THE GOLDSTONE REPORT

The Legacy of the Landmark Investigation of the Gaza Conflict

edited by Adam Horowitz ; Lizzy Ratner ; Philip Weiss

Pub Date: Jan. 11th, 2011
ISBN: 978-1-56858-641-0
Publisher: Nation Books

An edited and annotated version of the controversial United Nations investigation into the recent Israeli attack on the Gaza Strip and reactions by mostly pro-Palestinian observers.

The result of a fact-finding mission commissioned by the UN and led by South African Justice Richard Goldstone to investigate potential war crimes committed by Israel during its Gaza attack in January 2009, the report has been heavily edited by American journalists Horowitz, Ratner and Weiss, introduced by Desmond Tutu and Naomi Klein, and is followed by 11 essays “that capture its ongoing impact.” The Israeli government refused to cooperate—despite the report’s finding that Hamas and the Palestinian Authority were complicit in crimes—and there is essentially one essay in Israel’s defense, by Moshe Halbertal, who condemns the report as “biased and unfair” while urging Israel to respond to the allegations. The report is hard-hitting and grim, exposing for the world the horrendous conditions wrought by the years of Israeli occupation. Following three years of blockade of an already weakened Gaza and responding to suicide bombings and other acts of terrorism inflicted on southern Israel, the Israeli Defense Force swiftly moved into Gaza in late 2008 and deliberately destroyed houses, industry and agricultural land. At least 1,400 Palestinians were killed, approximately 900 of which were civilians, 300 children and 100 women. The report asserts that Israel’s military operations were “designed to punish, humiliate and terrorize a civilian population, radically diminish its local economic capacity…[and] force upon it an ever increasing sense of dependency and vulnerability.” The report also addresses the deliberate attacks against the civilian population, the use of Palestinians as “human shields,” internal violence by Hamas and the Palestinian Authority and the suppression of dissent in Israel. Subsequently, the commentators—including Rashid Khalidi, Raji Sourani, Jerome Slater and Henry Siegman—discuss the report’s acknowledgement of the “prolonged state of impunity” by Israel and the implications for international law, while Brian Baird recounts the systematic condemnation of the report by the U.S. Congress.

An eye-opening document and an urgent call for accountability.

▶ [Work to complete]:
1. From the review of The Goldstone Report, reproduce the passage between "edited by Adam" and "mostly pro-Palestinian observers.", inclusive.
2. Summarize the review of The Goldstone Report in two sentences.
3. The review of The Goldstone Report has a sentence starting "The report also addresses." List every topic that sentence names.

▶ [Source material]:
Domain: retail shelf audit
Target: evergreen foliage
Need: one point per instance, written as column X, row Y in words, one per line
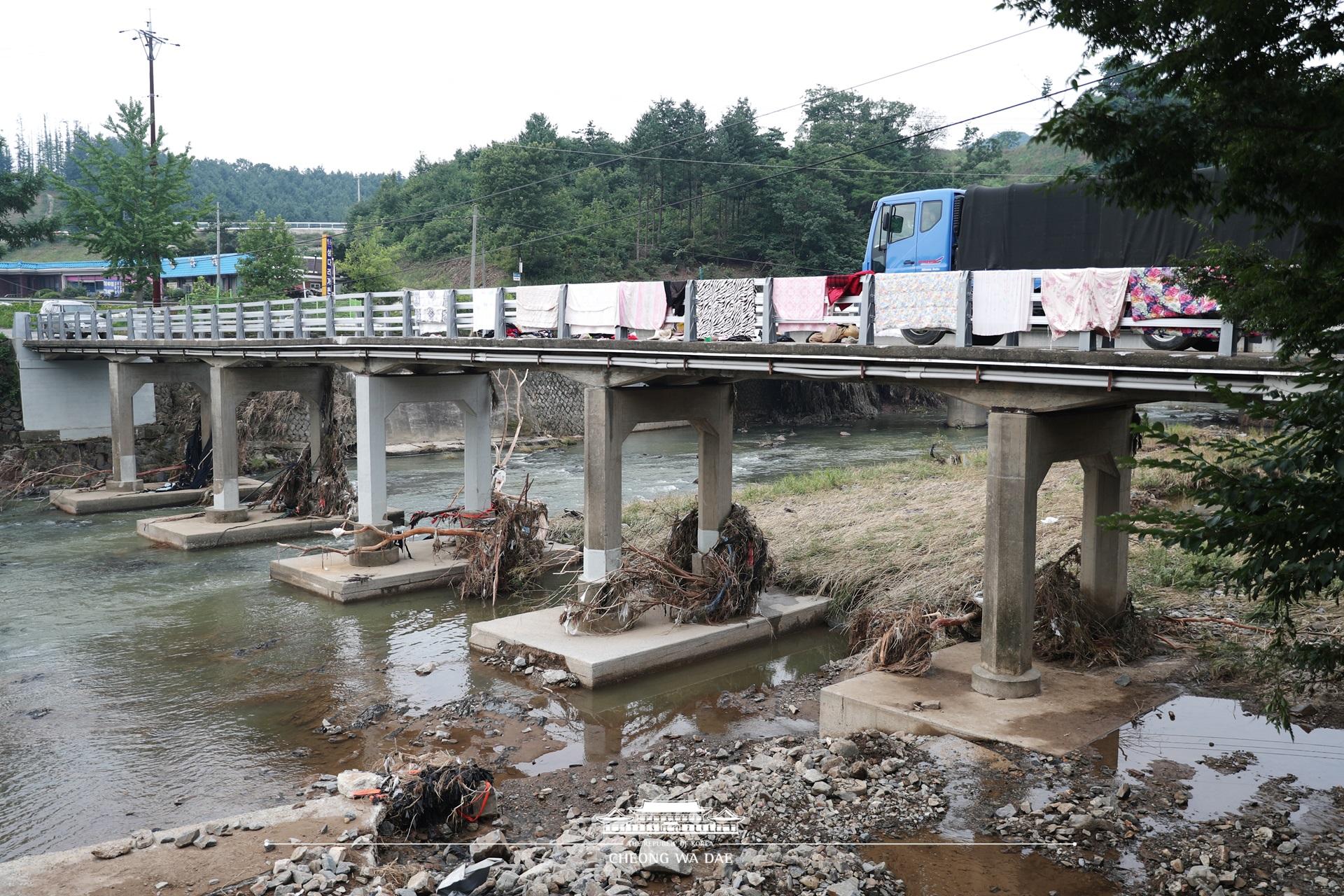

▶ [Solutions]:
1.
edited by Adam Horowitz ; Lizzy Ratner ; Philip Weiss

Pub Date: Jan. 11th, 2011
ISBN: 978-1-56858-641-0
Publisher: Nation Books

An edited and annotated version of the controversial United Nations investigation into the recent Israeli attack on the Gaza Strip and reactions by mostly pro-Palestinian observers.

2. This book is an edited and annotated version of the UN fact-finding report, led by Richard Goldstone, on Israel's attack on Gaza in January 2009. It is introduced by Desmond Tutu and Naomi Klein and followed by 11 essays, and the review calls it an eye-opening document and an urgent call for accountability.

3.
- The deliberate attacks against the civilian population
- The use of Palestinians as "human shields"
- Internal violence by Hamas and the Palestinian Authority
- The suppression of dissent in Israel